# Start of Data listing

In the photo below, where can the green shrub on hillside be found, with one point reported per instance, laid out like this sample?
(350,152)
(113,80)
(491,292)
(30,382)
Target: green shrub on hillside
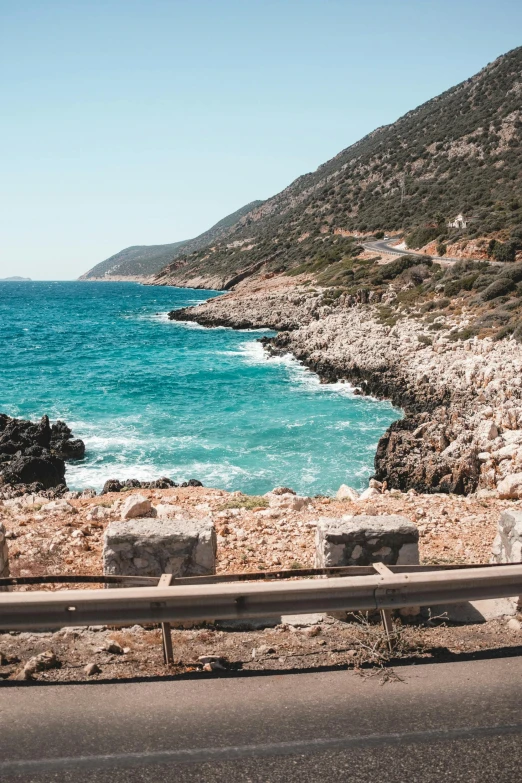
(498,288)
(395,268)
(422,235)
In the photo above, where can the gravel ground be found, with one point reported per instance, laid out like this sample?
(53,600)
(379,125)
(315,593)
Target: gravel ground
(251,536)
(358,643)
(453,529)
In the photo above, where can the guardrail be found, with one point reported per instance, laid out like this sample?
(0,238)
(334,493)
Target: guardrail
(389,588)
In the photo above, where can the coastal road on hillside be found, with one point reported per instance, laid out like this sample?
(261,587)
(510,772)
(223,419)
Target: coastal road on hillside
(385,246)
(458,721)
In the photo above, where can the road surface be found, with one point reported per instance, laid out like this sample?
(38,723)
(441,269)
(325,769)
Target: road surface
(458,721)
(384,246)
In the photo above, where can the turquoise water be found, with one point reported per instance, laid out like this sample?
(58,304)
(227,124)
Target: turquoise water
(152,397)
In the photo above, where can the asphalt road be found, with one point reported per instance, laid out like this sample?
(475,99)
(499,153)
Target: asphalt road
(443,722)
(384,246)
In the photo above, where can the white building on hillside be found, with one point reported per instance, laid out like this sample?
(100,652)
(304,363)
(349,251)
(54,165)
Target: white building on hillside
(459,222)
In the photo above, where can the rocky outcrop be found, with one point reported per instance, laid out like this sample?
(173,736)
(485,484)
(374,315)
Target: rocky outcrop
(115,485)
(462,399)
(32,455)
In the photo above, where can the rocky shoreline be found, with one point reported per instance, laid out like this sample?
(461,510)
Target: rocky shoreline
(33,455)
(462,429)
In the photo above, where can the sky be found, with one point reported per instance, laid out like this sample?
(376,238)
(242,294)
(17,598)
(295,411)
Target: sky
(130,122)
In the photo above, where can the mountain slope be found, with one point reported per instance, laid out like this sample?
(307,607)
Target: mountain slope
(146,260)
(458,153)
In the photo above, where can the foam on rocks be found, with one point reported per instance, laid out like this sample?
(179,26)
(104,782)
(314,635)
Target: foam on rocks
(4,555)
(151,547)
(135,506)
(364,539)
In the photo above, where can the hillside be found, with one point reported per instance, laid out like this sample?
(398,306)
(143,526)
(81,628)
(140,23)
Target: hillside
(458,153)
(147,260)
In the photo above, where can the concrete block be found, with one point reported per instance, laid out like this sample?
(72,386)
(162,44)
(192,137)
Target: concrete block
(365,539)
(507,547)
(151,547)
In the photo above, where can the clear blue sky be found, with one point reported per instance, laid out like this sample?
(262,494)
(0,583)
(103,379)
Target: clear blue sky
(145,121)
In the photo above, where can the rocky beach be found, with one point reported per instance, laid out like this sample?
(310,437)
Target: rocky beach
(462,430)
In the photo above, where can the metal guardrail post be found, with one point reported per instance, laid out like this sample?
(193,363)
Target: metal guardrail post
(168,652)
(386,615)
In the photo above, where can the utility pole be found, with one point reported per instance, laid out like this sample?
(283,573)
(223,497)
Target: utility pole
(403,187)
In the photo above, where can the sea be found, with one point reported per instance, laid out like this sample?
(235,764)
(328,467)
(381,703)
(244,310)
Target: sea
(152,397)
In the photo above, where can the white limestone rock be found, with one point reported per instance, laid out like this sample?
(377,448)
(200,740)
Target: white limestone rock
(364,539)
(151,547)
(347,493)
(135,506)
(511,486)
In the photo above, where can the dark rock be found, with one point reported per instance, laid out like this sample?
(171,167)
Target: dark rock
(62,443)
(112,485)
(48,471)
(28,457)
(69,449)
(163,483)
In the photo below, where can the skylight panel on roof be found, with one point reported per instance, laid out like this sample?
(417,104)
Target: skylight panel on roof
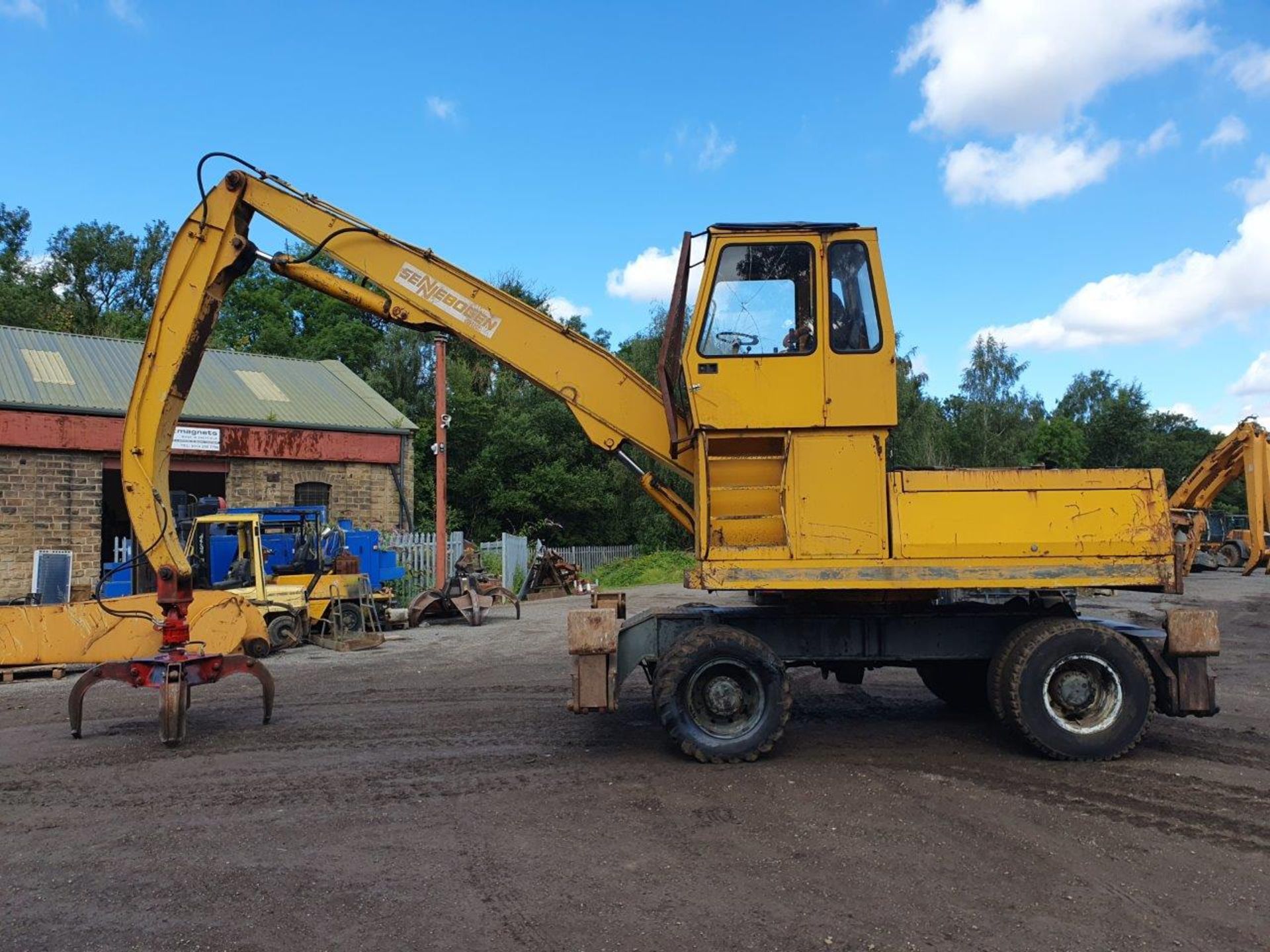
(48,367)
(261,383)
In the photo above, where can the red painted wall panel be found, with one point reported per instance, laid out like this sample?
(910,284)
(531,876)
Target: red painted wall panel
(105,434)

# End of Data listing

## Problem
Rescale everything from the line containing "In the photo above, where can the sea" down to the end of the data: reproduce each line, requests included, multiplying every point coordinate in the answers by 1.6 and rounding to whole numbers with halves rounded up, while leaving the coordinates in the requests and their format samples unchanged. Omit the pictures from your output.

## Result for this exercise
In the photo above, where can the sea be found, with one point reported per instance, laid out like this sample?
(235,764)
(328,467)
(381,703)
(244,310)
Target: sea
(243,635)
In the photo above, where can the white limestone rock be found, with one point reported per instance, laid out like this sample?
(377,448)
(200,740)
Target: white limestone rock
(582,862)
(242,875)
(555,789)
(216,810)
(818,778)
In the photo above, where can the dark rock be found, with one point reported per instance, laid out like this sample?
(171,167)
Target: dark rock
(99,709)
(179,776)
(77,754)
(45,731)
(110,718)
(261,773)
In the photo below, where can the skylight panel on roof be found, with one point reported per instance, laid out like this sample?
(417,104)
Target: skylight panel on roof
(77,587)
(418,613)
In the photo above, where can the red painted wall panel be found, with one point reported per instance, laid out like this sample?
(910,284)
(531,876)
Target: red painted wall panel
(168,694)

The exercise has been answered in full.